-- start of Records supplied --
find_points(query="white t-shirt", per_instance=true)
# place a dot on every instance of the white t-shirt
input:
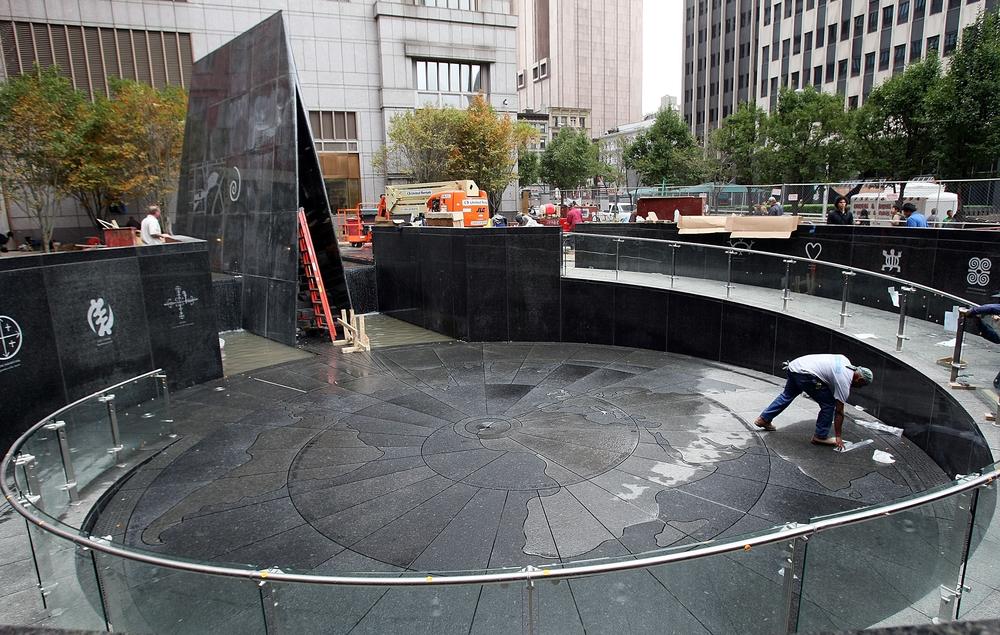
-- end of Records supplied --
-- start of Records supplied --
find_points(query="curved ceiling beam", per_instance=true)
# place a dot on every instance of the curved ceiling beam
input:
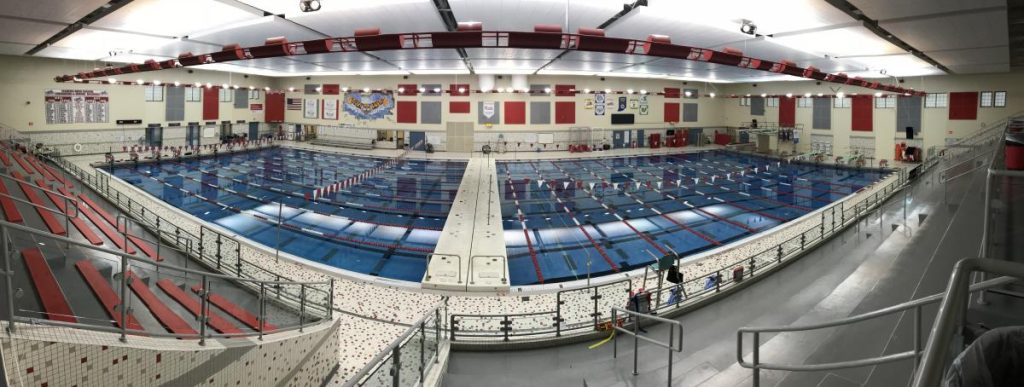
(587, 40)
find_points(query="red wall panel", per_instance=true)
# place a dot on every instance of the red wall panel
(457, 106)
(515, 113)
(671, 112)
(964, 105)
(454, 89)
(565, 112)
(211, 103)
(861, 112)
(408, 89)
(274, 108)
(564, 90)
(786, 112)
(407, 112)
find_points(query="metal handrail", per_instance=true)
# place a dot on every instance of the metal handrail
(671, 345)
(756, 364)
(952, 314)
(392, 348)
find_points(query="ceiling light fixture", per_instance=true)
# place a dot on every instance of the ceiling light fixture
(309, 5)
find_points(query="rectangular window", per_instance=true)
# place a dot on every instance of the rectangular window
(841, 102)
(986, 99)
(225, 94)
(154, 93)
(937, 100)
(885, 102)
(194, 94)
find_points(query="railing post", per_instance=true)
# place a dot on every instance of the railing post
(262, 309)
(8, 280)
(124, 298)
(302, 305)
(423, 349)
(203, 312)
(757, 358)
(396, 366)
-- end of Records supplied --
-- start of Records supplied --
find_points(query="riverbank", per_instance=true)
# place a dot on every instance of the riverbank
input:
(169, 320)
-- end of Records supplied --
*Task requirements:* Identify every line in the items above that contains the word "light" and copy each such line in full. Case counts, so match only that exact capitalization.

*Task output:*
find_points(query="ceiling light fixture", per_instance=true)
# place a dot on every instance of the ceiling light fixture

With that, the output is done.